Set of tasks |
1. Answer these questions from the post on planning Methodist Conference worship:
(a) Who is involved in planning Conference Worship?
(b) Which resource offers both traditional hymns and vibrant new texts?
(c) What kind of feedback makes the writer more uptight?
2. Copy the part of the post on planning Methodist Conference worship between "Important factors such" and "some find challenging.", inclusive.

Source text |

The Methodist Conference Worship this morning was, I think, the nearest to 'getting it right' that I have experienced in a long time. This was certainly borne out by the wonderful atmosphere, a great sense of joy and so many kind and thoughtful words from people afterwards.

There are great challenges when planning Conference Worship, not least a myriad of decisions taken along the way to accommodate all sorts of hopes, desires, tastes, hang-ups and perspectives. There are also the institutional challenges of containing the momentous occasion of the Reception into Full Connexion within an act of worship that includes that hugely significant act but is not only about that act.

Planning begins months before and involves the President and Vice-President Designate, those responsible for the ordinands and those responsible for the due order of formal elements of the event.

The most wonderful development in all this for me has been, the increasing involvement over the last two years of superb musicians, who have a profound understanding of what happens in worship and are, like me, committed to using the best available mix of styles, focussing most importantly on the theme that will develop through the whole act of worship.

Important factors such as the use of inclusive language are made easier as our denominational resources begin to better reflect this aspiration for the church. Singing the Faith offers a range of known, loved, traditional hymns and vibrant new texts, some to familiar comfortable tunes, others to tunes that some find challenging.

Here is one of the 'pinch points' - in our attempts to please God through our worship we cannot always pick everybody's favourites and may even pick songs that some people find challenging. I think that there are some issues here that have to be considered sensitively, such as language that might re-open wounds for people who have been through trauma or have had difficult relationships. Theology is a real challenge - as a 'mainstream, liberal methodist' whose natural perspective is to focus on God's love played out on the cross, rather than a substitutional or penal perspective, there are some songs I avoid. Yet we are a broad church and that has been a challenge for those of us tasked with choosing our current authorised hymnody. I don't mind if people offer feedback about the content of a particular hymn - I do get more uptight if the feedback is about style rather than substance. We all have preferences and enjoy particular forms of singing but surely we can have the grace to allow worship to be a space in which all are able to offer praise to God, knowing that there is more than one way to do this.

Pointing dataset excerpts

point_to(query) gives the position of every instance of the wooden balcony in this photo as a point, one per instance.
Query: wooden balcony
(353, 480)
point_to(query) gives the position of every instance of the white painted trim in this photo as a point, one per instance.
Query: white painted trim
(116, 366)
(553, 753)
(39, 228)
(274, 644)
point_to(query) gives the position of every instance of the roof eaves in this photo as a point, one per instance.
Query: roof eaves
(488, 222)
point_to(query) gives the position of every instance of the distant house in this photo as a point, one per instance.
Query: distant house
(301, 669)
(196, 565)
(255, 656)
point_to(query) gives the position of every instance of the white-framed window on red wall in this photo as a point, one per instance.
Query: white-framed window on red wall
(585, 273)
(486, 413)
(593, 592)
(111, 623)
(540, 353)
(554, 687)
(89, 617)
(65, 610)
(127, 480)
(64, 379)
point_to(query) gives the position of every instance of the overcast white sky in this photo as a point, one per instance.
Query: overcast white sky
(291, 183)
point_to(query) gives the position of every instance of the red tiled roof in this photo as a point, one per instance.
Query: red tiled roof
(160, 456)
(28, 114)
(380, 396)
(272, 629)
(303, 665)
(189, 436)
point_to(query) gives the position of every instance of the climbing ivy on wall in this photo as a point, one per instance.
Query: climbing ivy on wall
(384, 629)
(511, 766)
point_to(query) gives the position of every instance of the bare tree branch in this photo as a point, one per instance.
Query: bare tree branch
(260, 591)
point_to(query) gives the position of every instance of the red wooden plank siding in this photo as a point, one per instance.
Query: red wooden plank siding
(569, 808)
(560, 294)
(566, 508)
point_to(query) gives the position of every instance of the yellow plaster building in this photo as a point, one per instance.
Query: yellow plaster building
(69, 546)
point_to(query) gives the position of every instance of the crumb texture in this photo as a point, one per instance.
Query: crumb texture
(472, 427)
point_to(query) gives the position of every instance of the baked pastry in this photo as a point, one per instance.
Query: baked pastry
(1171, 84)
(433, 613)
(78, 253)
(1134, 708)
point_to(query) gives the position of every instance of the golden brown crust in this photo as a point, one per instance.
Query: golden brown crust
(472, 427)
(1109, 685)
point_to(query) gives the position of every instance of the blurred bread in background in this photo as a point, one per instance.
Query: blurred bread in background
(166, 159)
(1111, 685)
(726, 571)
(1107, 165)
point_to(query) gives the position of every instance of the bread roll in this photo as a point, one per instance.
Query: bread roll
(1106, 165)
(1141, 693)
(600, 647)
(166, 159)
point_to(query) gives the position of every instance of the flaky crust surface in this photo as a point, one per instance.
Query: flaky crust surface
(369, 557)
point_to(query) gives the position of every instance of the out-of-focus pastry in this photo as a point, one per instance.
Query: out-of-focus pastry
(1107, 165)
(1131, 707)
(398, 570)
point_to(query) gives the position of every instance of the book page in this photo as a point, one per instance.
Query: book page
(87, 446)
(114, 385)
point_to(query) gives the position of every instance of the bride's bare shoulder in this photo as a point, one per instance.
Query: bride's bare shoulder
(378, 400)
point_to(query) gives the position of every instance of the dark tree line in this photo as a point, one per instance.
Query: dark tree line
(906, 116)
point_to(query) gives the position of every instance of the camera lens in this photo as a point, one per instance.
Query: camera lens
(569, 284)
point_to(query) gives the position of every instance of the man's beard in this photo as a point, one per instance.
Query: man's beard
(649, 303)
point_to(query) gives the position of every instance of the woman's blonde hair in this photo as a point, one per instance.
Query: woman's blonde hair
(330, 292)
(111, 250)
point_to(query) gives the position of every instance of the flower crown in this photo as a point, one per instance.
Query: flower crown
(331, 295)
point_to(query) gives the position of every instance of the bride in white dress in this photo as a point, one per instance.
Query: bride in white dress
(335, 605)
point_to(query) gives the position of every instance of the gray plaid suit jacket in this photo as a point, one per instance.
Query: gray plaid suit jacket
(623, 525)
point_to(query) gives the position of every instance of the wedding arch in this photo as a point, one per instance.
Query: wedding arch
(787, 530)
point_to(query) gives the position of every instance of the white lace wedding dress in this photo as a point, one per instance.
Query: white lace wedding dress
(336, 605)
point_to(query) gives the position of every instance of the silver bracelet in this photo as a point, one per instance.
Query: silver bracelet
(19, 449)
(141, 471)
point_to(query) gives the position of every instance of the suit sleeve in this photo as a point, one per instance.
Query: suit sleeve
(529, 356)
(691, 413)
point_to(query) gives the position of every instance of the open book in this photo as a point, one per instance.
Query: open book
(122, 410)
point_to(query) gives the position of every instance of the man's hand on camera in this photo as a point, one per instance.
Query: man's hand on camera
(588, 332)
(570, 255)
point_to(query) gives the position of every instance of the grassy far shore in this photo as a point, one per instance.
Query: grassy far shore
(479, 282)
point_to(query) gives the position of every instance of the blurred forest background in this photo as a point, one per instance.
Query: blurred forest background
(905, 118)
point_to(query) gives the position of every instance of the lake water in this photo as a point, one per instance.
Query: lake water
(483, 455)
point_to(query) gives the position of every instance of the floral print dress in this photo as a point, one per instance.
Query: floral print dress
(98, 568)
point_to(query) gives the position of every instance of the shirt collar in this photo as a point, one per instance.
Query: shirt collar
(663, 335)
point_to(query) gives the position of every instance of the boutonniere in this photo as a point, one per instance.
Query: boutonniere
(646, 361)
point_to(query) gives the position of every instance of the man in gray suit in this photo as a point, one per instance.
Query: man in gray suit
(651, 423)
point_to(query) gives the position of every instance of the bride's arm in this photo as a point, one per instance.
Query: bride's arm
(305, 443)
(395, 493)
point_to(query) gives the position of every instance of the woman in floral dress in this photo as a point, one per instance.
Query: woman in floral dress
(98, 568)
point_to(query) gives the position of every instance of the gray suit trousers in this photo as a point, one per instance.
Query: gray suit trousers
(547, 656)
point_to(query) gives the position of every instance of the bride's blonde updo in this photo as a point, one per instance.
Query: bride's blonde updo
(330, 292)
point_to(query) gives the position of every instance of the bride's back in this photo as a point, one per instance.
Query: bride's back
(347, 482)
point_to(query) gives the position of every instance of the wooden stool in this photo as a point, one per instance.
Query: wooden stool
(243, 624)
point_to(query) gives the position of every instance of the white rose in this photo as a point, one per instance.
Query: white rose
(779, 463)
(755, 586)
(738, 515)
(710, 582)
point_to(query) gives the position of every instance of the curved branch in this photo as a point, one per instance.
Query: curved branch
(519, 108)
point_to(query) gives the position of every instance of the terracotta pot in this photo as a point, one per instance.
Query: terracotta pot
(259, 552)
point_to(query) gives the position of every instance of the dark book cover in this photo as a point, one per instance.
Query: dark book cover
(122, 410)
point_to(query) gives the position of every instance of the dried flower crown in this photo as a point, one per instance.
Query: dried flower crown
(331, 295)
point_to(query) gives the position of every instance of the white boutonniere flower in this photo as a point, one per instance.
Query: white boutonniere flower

Task-by-task solutions |
1.
(a) The President and Vice-President Designate, those responsible for the ordinands, and those responsible for the due order of formal elements of the event.
(b) Singing the Faith.
(c) Feedback about style rather than substance.

2.
Important factors such as the use of inclusive language are made easier as our denominational resources begin to better reflect this aspiration for the church. Singing the Faith offers a range of known, loved, traditional hymns and vibrant new texts, some to familiar comfortable tunes, others to tunes that some find challenging.